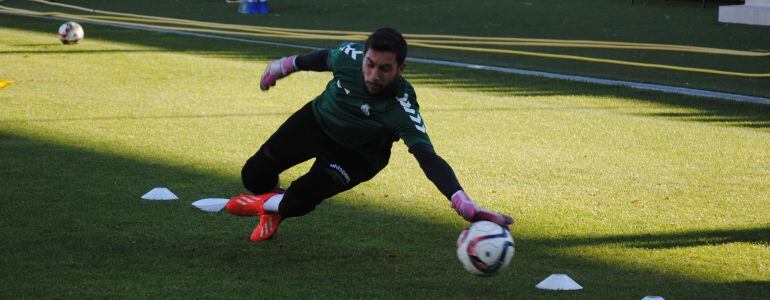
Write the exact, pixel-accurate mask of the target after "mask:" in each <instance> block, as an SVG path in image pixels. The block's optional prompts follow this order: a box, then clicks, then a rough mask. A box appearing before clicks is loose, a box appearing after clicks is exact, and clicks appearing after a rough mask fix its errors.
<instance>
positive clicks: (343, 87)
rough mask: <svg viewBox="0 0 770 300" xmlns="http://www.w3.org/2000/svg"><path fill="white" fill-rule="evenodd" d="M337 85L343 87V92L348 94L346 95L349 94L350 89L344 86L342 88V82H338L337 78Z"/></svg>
mask: <svg viewBox="0 0 770 300" xmlns="http://www.w3.org/2000/svg"><path fill="white" fill-rule="evenodd" d="M337 87H338V88H341V89H343V90H345V94H348V95H350V90H349V89H346V88H344V87H342V84H340V81H339V80H337Z"/></svg>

◆ Your assignment ◆
Convert the material above into a Markdown table with the columns Row and Line, giving each nonblank line its own numbered row. Leave the pictures out of the table.

◆ Task response ◆
| Row | Line |
|---|---|
| 1 | Write the exact, pixel-accurate mask of the target after "mask:" in each <instance> block, as an SVG path in image pixels. The block's optional prompts follow this order: a box, then clicks, then a rough mask. A box appearing before clicks is loose, a box appearing after clicks is exact, and clicks appearing after a rough mask fix its errors. |
| 2 | <instance> |
| 3 | positive clicks: (343, 87) |
| 4 | rough mask: <svg viewBox="0 0 770 300" xmlns="http://www.w3.org/2000/svg"><path fill="white" fill-rule="evenodd" d="M337 85L343 87V92L348 94L346 95L349 94L350 89L344 86L342 88V82H338L337 78Z"/></svg> |
| 5 | mask: <svg viewBox="0 0 770 300" xmlns="http://www.w3.org/2000/svg"><path fill="white" fill-rule="evenodd" d="M337 87H338V88H341V89H343V90H345V94H348V95H350V90H349V89H346V88H344V87H342V84H340V81H339V80H337Z"/></svg> |